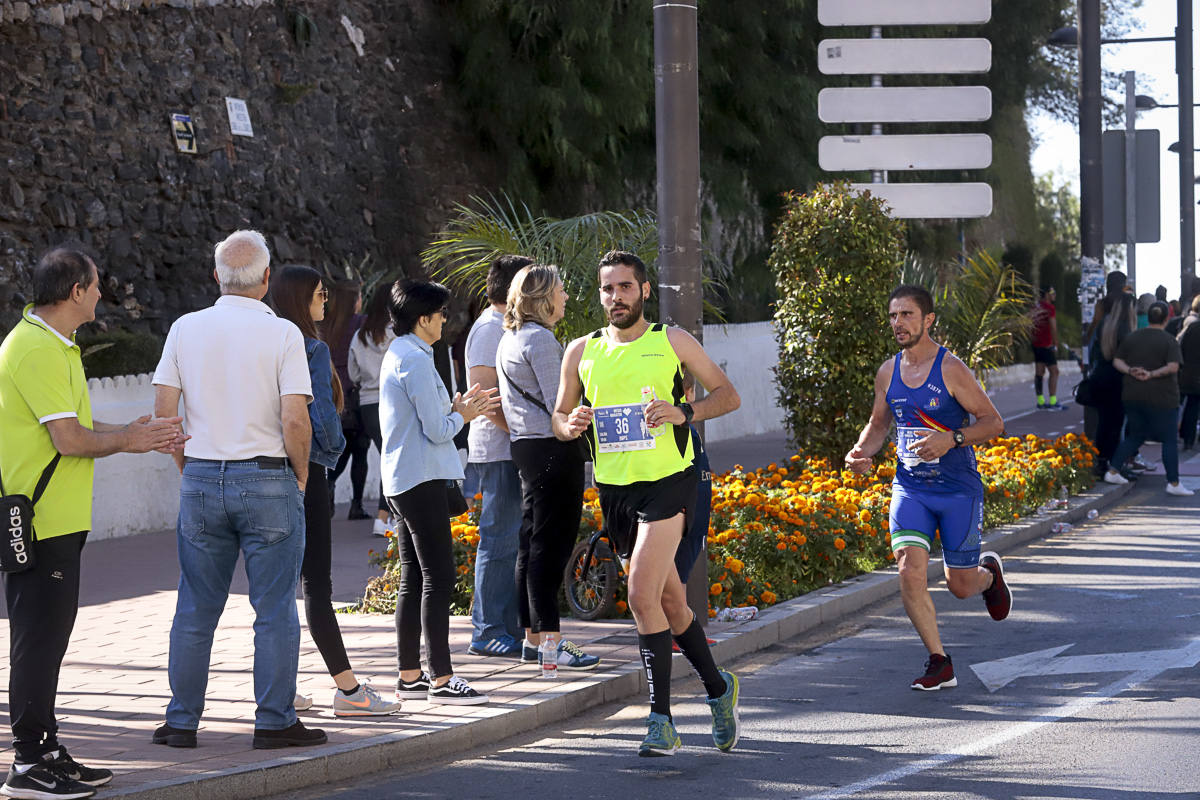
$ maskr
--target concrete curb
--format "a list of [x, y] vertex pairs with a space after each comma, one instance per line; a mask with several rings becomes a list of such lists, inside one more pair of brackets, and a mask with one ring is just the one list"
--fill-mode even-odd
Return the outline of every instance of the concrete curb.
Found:
[[[1075, 523], [1085, 519], [1093, 509], [1111, 508], [1132, 489], [1132, 483], [1124, 486], [1097, 484], [1092, 491], [1072, 498], [1071, 507], [1064, 511], [1039, 514], [1023, 524], [988, 532], [985, 546], [1001, 554], [1011, 552], [1025, 542], [1046, 536], [1054, 523]], [[929, 573], [931, 579], [941, 577], [940, 560], [930, 562]], [[850, 578], [772, 606], [757, 619], [715, 634], [713, 638], [717, 641], [713, 645], [713, 655], [718, 662], [732, 661], [819, 625], [840, 621], [864, 606], [898, 593], [894, 568]], [[676, 656], [674, 674], [679, 676], [688, 670], [690, 667], [683, 657]], [[583, 679], [564, 682], [557, 691], [541, 692], [536, 699], [526, 698], [504, 707], [480, 706], [479, 716], [468, 723], [293, 751], [294, 755], [272, 761], [107, 791], [104, 796], [136, 800], [203, 800], [211, 797], [252, 800], [442, 758], [570, 719], [587, 709], [634, 697], [645, 690], [641, 665], [626, 663]]]

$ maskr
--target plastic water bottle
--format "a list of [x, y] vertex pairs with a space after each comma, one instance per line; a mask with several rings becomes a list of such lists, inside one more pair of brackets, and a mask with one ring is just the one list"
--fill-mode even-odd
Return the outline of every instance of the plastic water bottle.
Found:
[[1067, 487], [1063, 486], [1058, 490], [1058, 507], [1068, 508], [1071, 505], [1070, 495], [1067, 494]]
[[538, 645], [538, 663], [542, 666], [543, 678], [558, 677], [558, 642], [548, 636], [542, 637]]
[[[653, 403], [657, 399], [658, 399], [658, 397], [655, 396], [655, 394], [654, 394], [653, 386], [643, 386], [642, 387], [642, 411], [645, 411], [646, 409], [648, 409], [650, 407], [650, 404]], [[649, 419], [646, 420], [646, 429], [648, 431], [650, 431], [651, 436], [655, 436], [655, 437], [665, 436], [667, 433], [666, 425], [655, 425], [654, 427], [651, 427]]]
[[1089, 512], [1087, 513], [1087, 518], [1088, 518], [1088, 519], [1095, 519], [1095, 518], [1096, 518], [1096, 517], [1098, 517], [1098, 516], [1100, 516], [1100, 512], [1099, 512], [1099, 511], [1097, 511], [1097, 510], [1096, 510], [1096, 509], [1094, 509], [1094, 508], [1093, 508], [1091, 511], [1089, 511]]
[[1071, 530], [1072, 527], [1074, 526], [1072, 526], [1069, 522], [1056, 522], [1050, 528], [1050, 530], [1053, 533], [1066, 533], [1067, 531]]
[[722, 608], [717, 611], [717, 622], [746, 622], [758, 616], [757, 606], [744, 608]]

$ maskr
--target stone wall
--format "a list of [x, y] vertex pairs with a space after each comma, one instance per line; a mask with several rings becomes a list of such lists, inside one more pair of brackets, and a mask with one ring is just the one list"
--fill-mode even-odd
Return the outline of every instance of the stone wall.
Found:
[[[216, 297], [211, 247], [238, 227], [277, 261], [414, 269], [450, 204], [494, 185], [437, 8], [0, 0], [0, 328], [64, 241], [104, 271], [101, 321], [156, 333]], [[226, 97], [253, 138], [231, 134]]]

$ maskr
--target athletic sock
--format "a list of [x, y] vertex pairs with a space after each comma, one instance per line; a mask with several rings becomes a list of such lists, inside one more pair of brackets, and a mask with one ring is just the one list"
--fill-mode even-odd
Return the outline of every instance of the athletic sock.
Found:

- - - - - - -

• Aim of the task
Return every line of the records in which the word "target" is found.

• Answer area
--target concrete curb
--target plastic water bottle
--target stone wall
--target athletic sock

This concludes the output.